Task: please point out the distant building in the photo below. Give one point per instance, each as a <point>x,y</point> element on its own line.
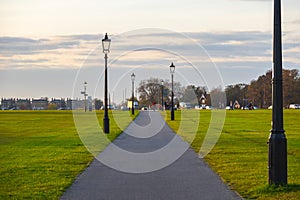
<point>39,104</point>
<point>8,104</point>
<point>23,104</point>
<point>59,104</point>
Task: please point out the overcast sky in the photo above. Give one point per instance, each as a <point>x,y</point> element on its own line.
<point>48,48</point>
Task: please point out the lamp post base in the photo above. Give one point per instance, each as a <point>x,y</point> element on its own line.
<point>277,158</point>
<point>172,115</point>
<point>106,125</point>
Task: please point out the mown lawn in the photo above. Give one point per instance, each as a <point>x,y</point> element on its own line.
<point>41,153</point>
<point>240,156</point>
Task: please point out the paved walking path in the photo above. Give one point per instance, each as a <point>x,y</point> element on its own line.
<point>153,145</point>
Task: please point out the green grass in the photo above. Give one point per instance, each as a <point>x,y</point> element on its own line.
<point>240,156</point>
<point>41,153</point>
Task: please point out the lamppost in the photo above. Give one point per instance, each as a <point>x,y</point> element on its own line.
<point>172,71</point>
<point>84,95</point>
<point>162,95</point>
<point>277,140</point>
<point>105,47</point>
<point>132,98</point>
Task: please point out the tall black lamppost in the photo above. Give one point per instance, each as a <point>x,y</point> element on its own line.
<point>172,70</point>
<point>277,140</point>
<point>84,95</point>
<point>162,95</point>
<point>132,97</point>
<point>105,46</point>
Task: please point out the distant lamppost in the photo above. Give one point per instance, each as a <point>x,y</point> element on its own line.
<point>162,95</point>
<point>105,47</point>
<point>132,97</point>
<point>172,71</point>
<point>84,95</point>
<point>277,140</point>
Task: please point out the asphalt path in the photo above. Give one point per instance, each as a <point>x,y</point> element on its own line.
<point>149,161</point>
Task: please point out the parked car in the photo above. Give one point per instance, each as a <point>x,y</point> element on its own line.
<point>294,106</point>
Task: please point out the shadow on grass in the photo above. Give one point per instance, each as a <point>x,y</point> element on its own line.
<point>273,189</point>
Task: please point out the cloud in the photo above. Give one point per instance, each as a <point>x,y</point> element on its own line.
<point>150,46</point>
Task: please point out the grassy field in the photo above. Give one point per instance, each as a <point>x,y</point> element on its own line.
<point>241,155</point>
<point>41,153</point>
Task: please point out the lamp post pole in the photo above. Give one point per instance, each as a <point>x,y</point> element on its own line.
<point>106,46</point>
<point>172,70</point>
<point>84,95</point>
<point>162,95</point>
<point>132,98</point>
<point>277,140</point>
<point>85,83</point>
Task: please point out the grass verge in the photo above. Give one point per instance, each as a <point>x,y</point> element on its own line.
<point>41,153</point>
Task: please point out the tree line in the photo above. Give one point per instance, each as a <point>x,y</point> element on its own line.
<point>258,92</point>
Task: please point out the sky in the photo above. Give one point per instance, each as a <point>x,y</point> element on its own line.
<point>49,48</point>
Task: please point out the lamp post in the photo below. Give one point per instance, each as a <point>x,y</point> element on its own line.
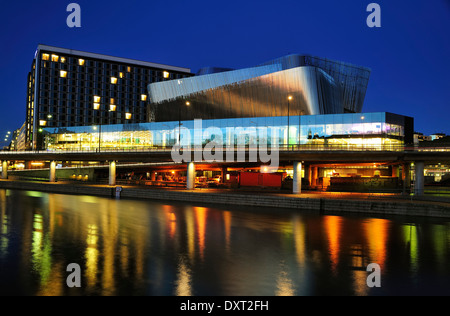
<point>179,123</point>
<point>98,107</point>
<point>289,101</point>
<point>362,118</point>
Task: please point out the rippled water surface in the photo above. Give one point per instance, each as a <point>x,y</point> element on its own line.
<point>128,247</point>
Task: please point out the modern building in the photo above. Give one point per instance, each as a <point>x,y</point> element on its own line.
<point>74,88</point>
<point>290,85</point>
<point>350,131</point>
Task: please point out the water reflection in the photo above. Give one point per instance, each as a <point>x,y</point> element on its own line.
<point>151,248</point>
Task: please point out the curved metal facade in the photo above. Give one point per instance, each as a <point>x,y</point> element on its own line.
<point>317,86</point>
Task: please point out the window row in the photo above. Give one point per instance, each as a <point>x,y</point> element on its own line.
<point>54,60</point>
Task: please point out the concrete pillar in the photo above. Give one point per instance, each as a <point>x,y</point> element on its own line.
<point>52,176</point>
<point>4,170</point>
<point>420,178</point>
<point>297,181</point>
<point>112,173</point>
<point>406,177</point>
<point>190,177</point>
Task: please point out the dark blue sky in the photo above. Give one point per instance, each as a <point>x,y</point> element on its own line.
<point>409,55</point>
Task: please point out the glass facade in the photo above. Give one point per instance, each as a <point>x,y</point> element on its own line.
<point>376,131</point>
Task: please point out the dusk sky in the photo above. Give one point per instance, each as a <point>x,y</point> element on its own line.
<point>409,55</point>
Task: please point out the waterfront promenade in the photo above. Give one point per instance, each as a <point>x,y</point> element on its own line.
<point>381,204</point>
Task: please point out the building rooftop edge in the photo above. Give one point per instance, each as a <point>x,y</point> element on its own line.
<point>111,58</point>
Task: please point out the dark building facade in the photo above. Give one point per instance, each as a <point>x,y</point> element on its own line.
<point>290,85</point>
<point>74,88</point>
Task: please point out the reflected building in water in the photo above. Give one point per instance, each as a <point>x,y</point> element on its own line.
<point>146,248</point>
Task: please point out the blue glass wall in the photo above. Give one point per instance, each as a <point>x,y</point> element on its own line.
<point>366,130</point>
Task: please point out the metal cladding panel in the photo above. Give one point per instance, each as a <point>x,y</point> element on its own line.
<point>352,79</point>
<point>313,92</point>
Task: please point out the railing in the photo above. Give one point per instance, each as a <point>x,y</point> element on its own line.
<point>282,148</point>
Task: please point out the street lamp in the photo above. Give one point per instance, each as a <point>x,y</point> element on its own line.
<point>179,123</point>
<point>289,101</point>
<point>362,126</point>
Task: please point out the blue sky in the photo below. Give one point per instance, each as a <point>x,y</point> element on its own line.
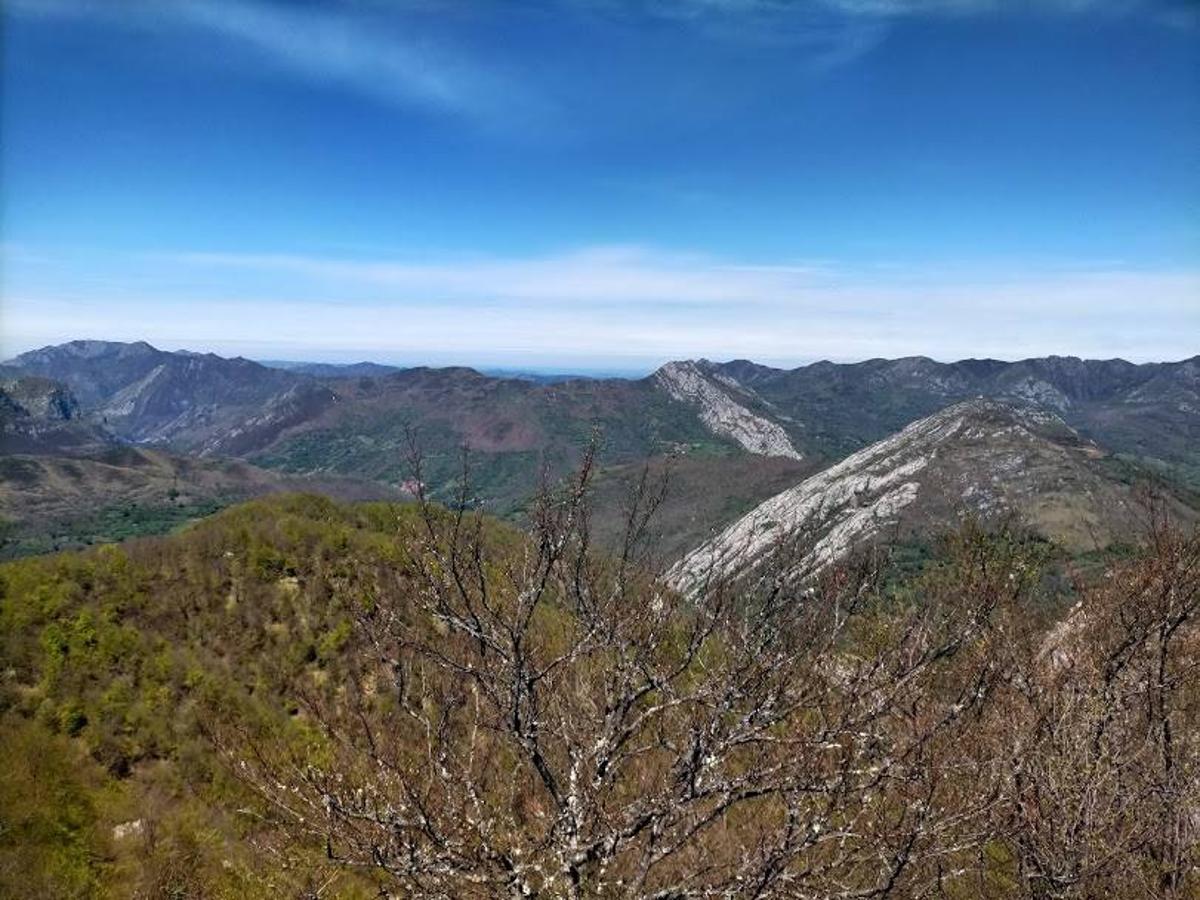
<point>604,184</point>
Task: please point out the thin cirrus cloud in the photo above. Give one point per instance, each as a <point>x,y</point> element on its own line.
<point>387,58</point>
<point>408,55</point>
<point>629,307</point>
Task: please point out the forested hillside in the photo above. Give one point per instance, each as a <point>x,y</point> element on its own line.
<point>303,699</point>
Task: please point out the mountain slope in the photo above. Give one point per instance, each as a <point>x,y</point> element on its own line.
<point>55,502</point>
<point>987,457</point>
<point>41,415</point>
<point>1150,412</point>
<point>183,400</point>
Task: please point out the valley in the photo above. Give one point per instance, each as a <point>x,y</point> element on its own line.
<point>96,429</point>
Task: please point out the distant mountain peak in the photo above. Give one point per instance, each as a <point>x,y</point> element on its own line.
<point>984,455</point>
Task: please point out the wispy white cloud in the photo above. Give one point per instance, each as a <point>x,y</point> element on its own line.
<point>382,53</point>
<point>623,306</point>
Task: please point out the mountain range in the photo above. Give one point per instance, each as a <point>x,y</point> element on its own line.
<point>732,435</point>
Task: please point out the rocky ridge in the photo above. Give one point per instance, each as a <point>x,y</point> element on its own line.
<point>982,456</point>
<point>721,413</point>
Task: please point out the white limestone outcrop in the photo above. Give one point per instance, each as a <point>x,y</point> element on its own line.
<point>721,413</point>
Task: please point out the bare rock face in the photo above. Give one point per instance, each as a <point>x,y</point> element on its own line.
<point>42,415</point>
<point>721,413</point>
<point>981,456</point>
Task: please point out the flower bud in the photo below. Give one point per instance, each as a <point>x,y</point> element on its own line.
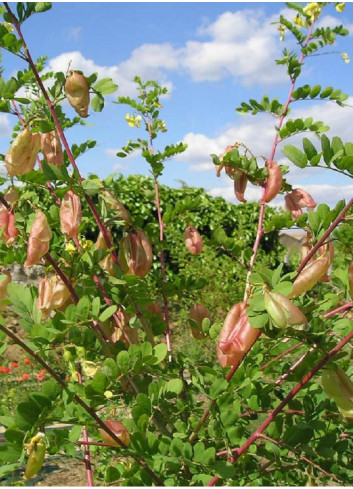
<point>273,182</point>
<point>70,214</point>
<point>51,148</point>
<point>113,203</point>
<point>38,241</point>
<point>198,313</point>
<point>8,230</point>
<point>283,312</point>
<point>193,240</point>
<point>339,386</point>
<point>135,254</point>
<point>77,93</point>
<point>309,276</point>
<point>236,337</point>
<point>240,187</point>
<point>106,263</point>
<point>21,157</point>
<point>5,279</point>
<point>119,430</point>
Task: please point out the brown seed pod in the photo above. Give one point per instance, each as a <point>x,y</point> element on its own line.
<point>273,182</point>
<point>309,276</point>
<point>77,93</point>
<point>38,241</point>
<point>21,157</point>
<point>135,254</point>
<point>240,187</point>
<point>198,313</point>
<point>236,337</point>
<point>193,240</point>
<point>51,148</point>
<point>119,430</point>
<point>70,214</point>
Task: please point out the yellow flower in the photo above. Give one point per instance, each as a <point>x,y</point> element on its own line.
<point>313,10</point>
<point>340,6</point>
<point>282,31</point>
<point>345,57</point>
<point>299,21</point>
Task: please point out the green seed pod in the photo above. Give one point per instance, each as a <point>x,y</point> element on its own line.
<point>309,276</point>
<point>339,386</point>
<point>35,459</point>
<point>283,312</point>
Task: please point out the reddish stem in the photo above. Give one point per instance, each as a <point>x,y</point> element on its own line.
<point>287,399</point>
<point>141,461</point>
<point>87,454</point>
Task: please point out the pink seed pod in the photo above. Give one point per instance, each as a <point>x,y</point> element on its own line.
<point>236,337</point>
<point>51,148</point>
<point>70,214</point>
<point>198,313</point>
<point>135,254</point>
<point>106,263</point>
<point>296,200</point>
<point>3,288</point>
<point>193,240</point>
<point>309,276</point>
<point>38,241</point>
<point>21,157</point>
<point>240,187</point>
<point>273,182</point>
<point>77,93</point>
<point>7,226</point>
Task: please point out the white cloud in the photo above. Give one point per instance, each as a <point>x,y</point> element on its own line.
<point>5,127</point>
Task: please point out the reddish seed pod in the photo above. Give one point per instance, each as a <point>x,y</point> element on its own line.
<point>309,276</point>
<point>38,241</point>
<point>21,157</point>
<point>51,148</point>
<point>198,313</point>
<point>236,337</point>
<point>106,263</point>
<point>273,182</point>
<point>119,430</point>
<point>193,240</point>
<point>135,254</point>
<point>240,187</point>
<point>70,214</point>
<point>77,93</point>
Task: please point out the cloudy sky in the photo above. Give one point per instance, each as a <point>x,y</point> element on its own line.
<point>211,56</point>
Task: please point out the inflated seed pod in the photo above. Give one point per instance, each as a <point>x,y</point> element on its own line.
<point>70,214</point>
<point>135,254</point>
<point>240,187</point>
<point>51,148</point>
<point>21,157</point>
<point>309,276</point>
<point>236,337</point>
<point>77,93</point>
<point>193,240</point>
<point>35,459</point>
<point>283,312</point>
<point>198,313</point>
<point>38,241</point>
<point>273,182</point>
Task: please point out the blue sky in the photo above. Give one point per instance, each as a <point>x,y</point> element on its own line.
<point>211,56</point>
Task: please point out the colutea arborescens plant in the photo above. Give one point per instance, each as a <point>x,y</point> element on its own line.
<point>117,321</point>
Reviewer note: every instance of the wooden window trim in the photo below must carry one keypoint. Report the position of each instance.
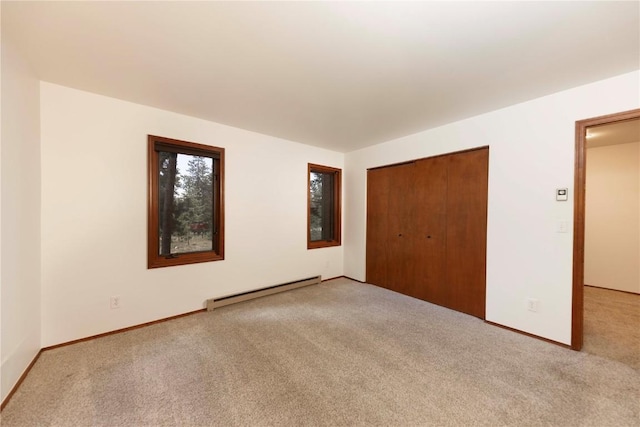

Instructions for the task: For this copy, leave pictures out and reproduce the lines from the one bearing "Task: please point out the blue sky in the photo above." through the final line of the listing above, both ends included.

Written solution:
Task: please point out the blue sky in the photo above. Give one point per instance, each as a <point>x,y</point> element on its own line.
<point>211,56</point>
Task: please point out the colutea arborescens plant in the photo above. Give one point per instance, each as a <point>x,y</point> element on its own line.
<point>117,321</point>
Reviewer note: every instance of the wooden window trim in the photo below must carry one keypoint. Report the position of each instance.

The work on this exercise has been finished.